TEXTO PARA LEITURA.

★ ★ ★ ★ ★ ★ ★

Diversão e Arte

Raquel Scotti encontra Alphonsus de Guimaraens em monólogo

A atriz traz a Brasília monólogo em que resgata as memórias do bisavô, o poeta Alphonsus de Guimaraens, por meio de fotos e escritos

postado em 23/01/2016 07:30
Raquel Scotti em Alphonsus A atriz brasiliense Raquel Scotti Hirson foi além dos versos do bisavô, o poeta simbolista Alphonsus de Guimaraens, para se encontrar com ele. Fotografias e cartas trouxeram para ela o homem além do poeta, no espetáculo Alphonsus. Ela mergulhou em uma busca incansável por pistas que lhe trouxessem a voz, os gestos e as expressões do bisavô, morto 50 anos antes de ela nascer. Ao Diversão & Arte, Raquel falou sobre a infância na Brasília dos anos 1970, onde brincava no barro vermelho e subia nas árvores tortas do Cerrado. Falou também sobre o processo de criação do espetáculo e da descoberta da palavra como elemento do corpo.

>> Entrevista// Raquel Scotti Hirson

Como foi a sua infância em Brasília?
Acho que as melhores memórias que eu tenho são da infância. Eu tive uma infância muito boa em Brasília, nasci em 1971, em um momento em que a cidade estava começando a se formar. Eu morava na Asa Norte e, naquele tempo, a Asa Sul era um pouco mais povoada e a Asa Norte tinha muita terra, muito cerrado. Então, eu senti essa infância mesmo de pés no chão, de subir em árvore. Eu morava na 107 Norte, e era uma quadra da UnB na época, meu pai era professor da UnB. Até hoje é uma quadra um pouco diferente e naquela época só havia quatro prédios. Era uma quadra muito vazia e a gente se enfiava mesmo naquela terra vermelha. Então, tenho uma memória muito boa de estudar na Escola Classe, Escola Parque, viver muito a cidade de Brasília.

Foi uma fase ótima, infância e adolescência, porque quando eu saí de Brasília já tinha 18 anos. Foi aqui que decidi fazer teatro, embora eu não tenha feito mesmo teatro em Brasília, só comecei, mas é onde eu tive certeza de que eu queria fazer isso. Entrei na primeira turma de bacharelado de artes cênicas da UnB, que foi a turma de 1989, até então, só tinha licenciatura. Mas fiquei pouco tempo, foi o ano de uma greve muito grande na UnB e a UniCamp tinha trazido o vestibular nacional e fiz a prova aqui mesmo em Brasília. Fui para lá e achei meus pares, trabalho, pessoas com quem eu trabalho hoje que trabalho desde 1990, desde quando eu fui para lá, até antes de eu estar no Lume, a partir de 1993, já na finalização do curso. Meus colegas de início de curso são até hoje meus parceiros e colegas de trabalho, com quem aprendo, troco e crio.

O que te despertou para o teatro?

Não tem uma explicação, é um negócio meu. Eu tinha isso muito claro, desde criança. Desde os 11 anos eu gostei de brincar e ser outra pessoa. Nas minhas brincadeiras, sempre gostei de fazer personagens, fosse em uma festa ou evento da igreja, eu sempre estava inventando alguma coisa. No momento de fazer a escolha profissional não tinha outra coisa para escolher. Fui muito apoiada pela minha família e isso foi muito bom e muito importante porque precisei que eles me ajudassem quando fui morar fora e sempre apostaram nisso. Mas não há uma explicação lógica, isso sempre foi meu.

★ ★ ★ ★ ★ ★ ★

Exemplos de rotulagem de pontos
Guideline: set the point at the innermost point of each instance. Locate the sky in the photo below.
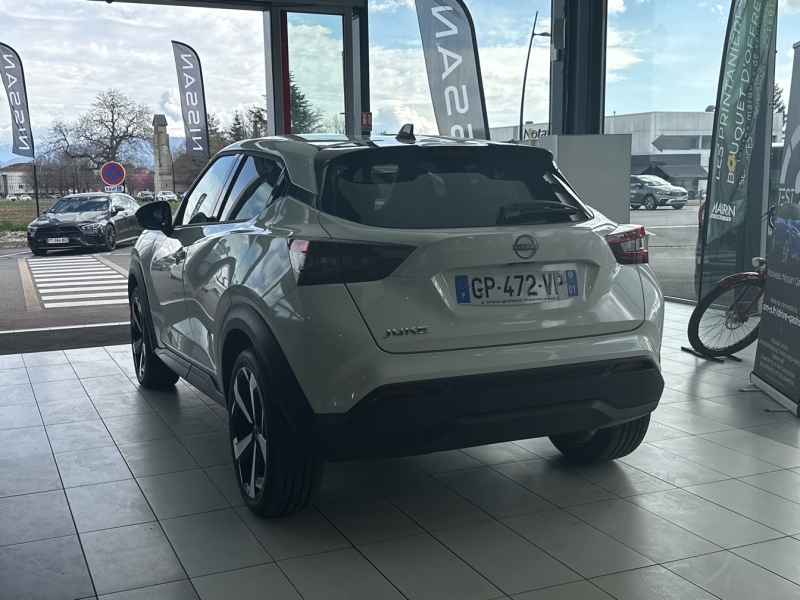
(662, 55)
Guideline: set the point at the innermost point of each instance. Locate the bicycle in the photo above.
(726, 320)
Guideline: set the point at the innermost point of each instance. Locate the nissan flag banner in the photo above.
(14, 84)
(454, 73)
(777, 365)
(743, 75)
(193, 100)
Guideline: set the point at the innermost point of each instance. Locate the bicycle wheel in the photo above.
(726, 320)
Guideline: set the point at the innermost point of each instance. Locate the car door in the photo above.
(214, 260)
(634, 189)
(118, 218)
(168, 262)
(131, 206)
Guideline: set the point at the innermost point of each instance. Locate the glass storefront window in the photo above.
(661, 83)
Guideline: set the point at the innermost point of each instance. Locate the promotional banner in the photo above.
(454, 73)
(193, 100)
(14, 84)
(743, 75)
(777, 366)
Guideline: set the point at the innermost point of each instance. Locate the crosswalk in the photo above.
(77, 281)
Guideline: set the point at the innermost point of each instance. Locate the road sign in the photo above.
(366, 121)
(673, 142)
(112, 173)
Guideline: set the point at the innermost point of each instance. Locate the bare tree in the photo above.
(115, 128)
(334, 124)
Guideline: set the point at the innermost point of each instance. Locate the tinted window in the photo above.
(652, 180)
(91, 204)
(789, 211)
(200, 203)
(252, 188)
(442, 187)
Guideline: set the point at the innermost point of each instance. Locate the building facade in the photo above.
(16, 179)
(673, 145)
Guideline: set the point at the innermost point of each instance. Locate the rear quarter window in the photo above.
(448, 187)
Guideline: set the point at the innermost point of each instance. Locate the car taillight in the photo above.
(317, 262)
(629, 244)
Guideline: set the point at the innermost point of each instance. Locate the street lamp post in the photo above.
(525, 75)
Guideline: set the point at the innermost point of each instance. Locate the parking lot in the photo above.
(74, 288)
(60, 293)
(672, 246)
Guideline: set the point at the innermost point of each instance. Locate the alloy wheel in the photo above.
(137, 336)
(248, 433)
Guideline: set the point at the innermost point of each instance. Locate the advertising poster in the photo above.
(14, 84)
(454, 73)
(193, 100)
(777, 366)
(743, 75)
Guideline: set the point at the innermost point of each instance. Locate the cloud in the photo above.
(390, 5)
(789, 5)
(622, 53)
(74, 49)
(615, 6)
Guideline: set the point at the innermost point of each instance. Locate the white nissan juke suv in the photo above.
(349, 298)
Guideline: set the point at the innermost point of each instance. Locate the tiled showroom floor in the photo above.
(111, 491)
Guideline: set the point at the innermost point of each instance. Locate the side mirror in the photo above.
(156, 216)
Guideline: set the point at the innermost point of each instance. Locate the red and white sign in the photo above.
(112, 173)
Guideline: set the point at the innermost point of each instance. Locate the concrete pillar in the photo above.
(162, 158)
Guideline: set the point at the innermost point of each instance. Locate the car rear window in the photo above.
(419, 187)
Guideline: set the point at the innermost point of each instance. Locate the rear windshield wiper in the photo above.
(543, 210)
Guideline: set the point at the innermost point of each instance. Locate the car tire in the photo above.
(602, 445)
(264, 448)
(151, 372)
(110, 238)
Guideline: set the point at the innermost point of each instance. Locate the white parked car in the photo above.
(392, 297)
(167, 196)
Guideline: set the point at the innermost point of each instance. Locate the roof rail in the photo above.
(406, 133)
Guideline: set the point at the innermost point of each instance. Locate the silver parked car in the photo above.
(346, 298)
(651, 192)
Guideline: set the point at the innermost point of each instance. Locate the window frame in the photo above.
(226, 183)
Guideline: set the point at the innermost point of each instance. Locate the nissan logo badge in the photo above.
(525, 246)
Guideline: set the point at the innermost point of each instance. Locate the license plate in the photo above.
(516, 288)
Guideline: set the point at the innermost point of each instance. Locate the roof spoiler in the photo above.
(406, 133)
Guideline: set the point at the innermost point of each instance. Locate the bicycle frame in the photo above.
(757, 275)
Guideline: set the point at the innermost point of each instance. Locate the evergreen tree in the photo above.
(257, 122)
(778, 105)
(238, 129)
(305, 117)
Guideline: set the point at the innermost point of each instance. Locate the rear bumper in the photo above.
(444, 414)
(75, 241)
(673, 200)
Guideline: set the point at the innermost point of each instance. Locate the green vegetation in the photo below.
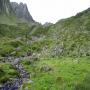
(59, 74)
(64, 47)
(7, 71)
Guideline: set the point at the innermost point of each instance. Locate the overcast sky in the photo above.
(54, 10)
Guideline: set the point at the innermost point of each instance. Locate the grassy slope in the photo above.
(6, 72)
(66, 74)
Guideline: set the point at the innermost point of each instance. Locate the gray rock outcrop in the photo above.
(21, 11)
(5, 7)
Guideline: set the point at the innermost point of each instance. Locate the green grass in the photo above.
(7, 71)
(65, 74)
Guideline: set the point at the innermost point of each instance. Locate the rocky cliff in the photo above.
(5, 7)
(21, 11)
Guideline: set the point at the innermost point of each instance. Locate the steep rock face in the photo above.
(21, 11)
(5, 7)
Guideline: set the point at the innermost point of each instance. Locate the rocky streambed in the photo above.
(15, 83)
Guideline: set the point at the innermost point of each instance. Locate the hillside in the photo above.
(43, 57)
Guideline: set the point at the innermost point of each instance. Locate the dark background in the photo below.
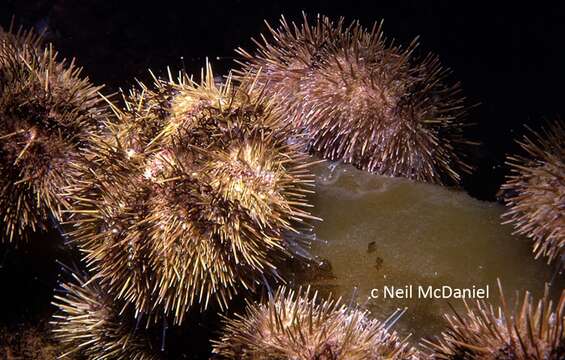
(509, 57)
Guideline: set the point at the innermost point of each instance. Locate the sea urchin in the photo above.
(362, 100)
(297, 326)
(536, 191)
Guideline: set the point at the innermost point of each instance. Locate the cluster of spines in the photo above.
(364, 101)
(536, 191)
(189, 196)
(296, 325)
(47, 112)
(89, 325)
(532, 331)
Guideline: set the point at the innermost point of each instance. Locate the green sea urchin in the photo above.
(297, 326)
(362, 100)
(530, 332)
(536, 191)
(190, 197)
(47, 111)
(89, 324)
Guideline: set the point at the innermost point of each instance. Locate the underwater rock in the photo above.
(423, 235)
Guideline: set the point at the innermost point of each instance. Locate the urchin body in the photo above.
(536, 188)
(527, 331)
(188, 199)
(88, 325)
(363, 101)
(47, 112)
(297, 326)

★ ★ ★ ★ ★ ★ ★

PROBLEMA PROPOSTO A. Explique, com base na entrevista com Raquel Scotti Hirson, por que ela ficou pouco tempo no bacharelado de artes cênicas da UnB.
PROBLEMA PROPOSTO B.
Responda com base na entrevista com Raquel Scotti Hirson:
(i) Quantos anos antes do nascimento dela morreu o bisavô, o poeta Alphonsus de Guimaraens?
(ii) Em que quadra de Brasília ela morava na infância?
(iii) A partir de que ano ela está no Lume?
PROBLEMA PROPOSTO C. Prossiga a entrevista com Raquel Scotti Hirson a partir do ponto em que ela termina.

RESPOSTA ESCRITA A. Ela entrou na UnB em 1989, ano de uma greve muito grande na universidade. Nessa época, a UniCamp tinha trazido o vestibular nacional. Raquel fez a prova em Brasília mesmo e foi para lá.

RESPOSTA ESCRITA B.
(i) 50 anos antes.
(ii) Na 107 Norte.
(iii) A partir de 1993.

RESPOSTA ESCRITA C.
Na sua família tem alguém com ligação com o teatro?

Não tem. Tem muita gente ligada a poesia, filhos e netos o Alphonsus de Guimaraens, meu bisavô. Aqui em Brasília tenho uma irmã que é artista, designer de jóias, minha mãe pinta; Então, veia artística tem bastante na família, mas mais próximo de mim, do teatro, não. Tenho alguns primos no Rio de Janeiro que são poetas e que, de alguma maneira, fazem alguma coisa no teatro. Mas de seguir mesmo a carreira profissional, acho que não tem alguém muito próximo.

Saber-se bisneta do Alphonsus te despertou de alguma forma para a arte?

Acho que no início, como opção pela arte, não, embora isso sempre estivesse no meu imaginário. E eu sempre ouvia desde criança que eu era bisneta dela. Mas depois de um tempo, sim. Lá para o final da década de 1990 é que comecei a voltar meu olhar para ele para a poesia dele, mas isso já foi bem depois, que eu o encontrei na minha arte com esse bisavô artista também.

Como é o seu contato com a poesia?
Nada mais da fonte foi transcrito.